Information given
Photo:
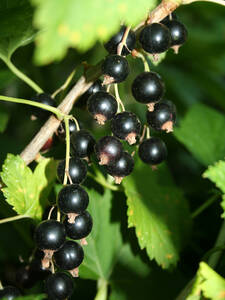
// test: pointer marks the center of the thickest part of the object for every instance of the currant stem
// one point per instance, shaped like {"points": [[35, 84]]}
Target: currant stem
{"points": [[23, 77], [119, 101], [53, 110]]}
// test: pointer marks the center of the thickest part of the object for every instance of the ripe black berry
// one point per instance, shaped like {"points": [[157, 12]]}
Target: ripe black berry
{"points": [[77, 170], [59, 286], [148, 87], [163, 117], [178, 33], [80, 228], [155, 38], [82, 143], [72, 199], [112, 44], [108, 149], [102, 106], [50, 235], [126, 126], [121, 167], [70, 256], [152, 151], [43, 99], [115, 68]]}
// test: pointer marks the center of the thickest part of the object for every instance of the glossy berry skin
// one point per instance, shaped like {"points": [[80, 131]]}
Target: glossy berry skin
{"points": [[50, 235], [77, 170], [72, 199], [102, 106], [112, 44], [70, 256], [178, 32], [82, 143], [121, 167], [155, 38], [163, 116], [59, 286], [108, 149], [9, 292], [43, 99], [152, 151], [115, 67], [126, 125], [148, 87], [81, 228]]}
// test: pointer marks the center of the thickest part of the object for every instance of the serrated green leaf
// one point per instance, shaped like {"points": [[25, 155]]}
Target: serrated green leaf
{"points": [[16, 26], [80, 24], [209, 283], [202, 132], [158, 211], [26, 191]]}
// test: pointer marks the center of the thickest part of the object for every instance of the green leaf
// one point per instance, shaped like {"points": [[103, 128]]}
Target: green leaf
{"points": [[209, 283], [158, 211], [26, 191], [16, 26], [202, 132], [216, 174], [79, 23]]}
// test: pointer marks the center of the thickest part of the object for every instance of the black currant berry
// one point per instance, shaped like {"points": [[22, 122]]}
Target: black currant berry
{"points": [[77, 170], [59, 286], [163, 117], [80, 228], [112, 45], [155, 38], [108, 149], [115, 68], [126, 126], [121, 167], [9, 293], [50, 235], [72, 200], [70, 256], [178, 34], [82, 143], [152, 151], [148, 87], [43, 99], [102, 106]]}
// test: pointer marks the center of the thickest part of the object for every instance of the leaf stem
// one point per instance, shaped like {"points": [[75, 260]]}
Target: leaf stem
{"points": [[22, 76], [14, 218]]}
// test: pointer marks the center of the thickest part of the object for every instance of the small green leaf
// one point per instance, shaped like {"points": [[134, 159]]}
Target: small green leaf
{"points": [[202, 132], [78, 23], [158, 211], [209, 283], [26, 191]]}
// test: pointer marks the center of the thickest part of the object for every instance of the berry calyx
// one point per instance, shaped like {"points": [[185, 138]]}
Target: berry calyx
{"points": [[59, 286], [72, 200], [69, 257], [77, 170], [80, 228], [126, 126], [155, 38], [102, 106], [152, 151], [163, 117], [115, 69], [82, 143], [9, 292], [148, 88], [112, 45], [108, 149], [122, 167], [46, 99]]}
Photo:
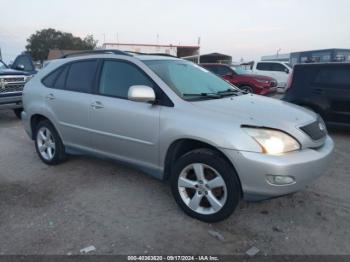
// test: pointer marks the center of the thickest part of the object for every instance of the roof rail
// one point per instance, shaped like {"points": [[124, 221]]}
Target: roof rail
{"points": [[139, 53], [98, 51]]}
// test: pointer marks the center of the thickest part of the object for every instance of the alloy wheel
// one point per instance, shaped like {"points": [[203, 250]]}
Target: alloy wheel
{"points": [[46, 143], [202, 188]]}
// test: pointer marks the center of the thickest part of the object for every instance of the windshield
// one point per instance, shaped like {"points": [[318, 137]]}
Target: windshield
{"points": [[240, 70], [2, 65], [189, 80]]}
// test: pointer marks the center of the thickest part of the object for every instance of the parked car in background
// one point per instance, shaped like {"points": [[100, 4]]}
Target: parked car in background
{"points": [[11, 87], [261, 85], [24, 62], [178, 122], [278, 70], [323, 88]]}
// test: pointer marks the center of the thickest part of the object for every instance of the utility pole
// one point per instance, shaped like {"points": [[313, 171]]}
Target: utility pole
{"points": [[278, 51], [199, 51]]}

The request
Give the rows from the line with "the parked car in background" through the end of the rows as a two-column CSV headed request and answer. Use one line per request, with its text and its answer each in its own quoted field and any line breaks replaced by spaces.

Expected answer
request,answer
"// test: pointer marks the center of the thickest part of the object for every instance of the parked car in background // one point per instance, shaped like {""points"": [[100, 4]]} Target: parked car in background","{""points"": [[11, 87], [261, 85], [24, 62], [178, 122], [278, 70], [323, 88]]}"
"// test: pointer marks the center of the thickest part of the object for every instance of the utility pole // one point per instance, shaped like {""points"": [[313, 171]]} Target: utility pole","{""points"": [[278, 51], [199, 51]]}"